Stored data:
-- START --

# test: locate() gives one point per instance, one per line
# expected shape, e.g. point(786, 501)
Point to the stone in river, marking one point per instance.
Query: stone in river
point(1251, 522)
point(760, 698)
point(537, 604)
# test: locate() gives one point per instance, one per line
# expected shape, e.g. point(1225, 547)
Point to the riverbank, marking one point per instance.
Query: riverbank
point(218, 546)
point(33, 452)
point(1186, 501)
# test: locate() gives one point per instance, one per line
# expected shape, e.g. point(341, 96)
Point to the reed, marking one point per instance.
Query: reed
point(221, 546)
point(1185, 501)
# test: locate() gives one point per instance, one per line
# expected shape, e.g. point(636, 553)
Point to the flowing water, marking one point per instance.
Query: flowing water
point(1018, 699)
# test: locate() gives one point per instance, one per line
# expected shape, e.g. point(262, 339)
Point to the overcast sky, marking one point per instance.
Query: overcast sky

-- END --

→ **Instruction**: Copy the data above line for line, without changing a single character.

→ **Answer to the problem**:
# test: locate() gives one point per instance, one per line
# expected shape, e.g. point(786, 501)
Point to the stone in river, marking one point per instance.
Query: stone in river
point(1251, 522)
point(760, 698)
point(537, 604)
# test: locate() gives one point per instance, one per line
# expected shape, e.g. point(1225, 547)
Point to the riverbank, marking one point per instance.
Query: riverbank
point(218, 546)
point(33, 452)
point(1186, 501)
# test: locate() gives one point per instance, one per line
# expected shape, e.g. point(341, 96)
Point to the reed, marking one point per instance.
Query: reed
point(221, 546)
point(1185, 501)
# test: locate() gives one point per instance, one per line
# expected shape, e.g. point(636, 553)
Point to the flowing water, marking one point per instance.
Query: flowing water
point(1018, 699)
# test: locate() gives one point per instance, one per line
# expected shape, e.g. point(262, 339)
Point to the overcast sky, marking one point per instance.
Query: overcast sky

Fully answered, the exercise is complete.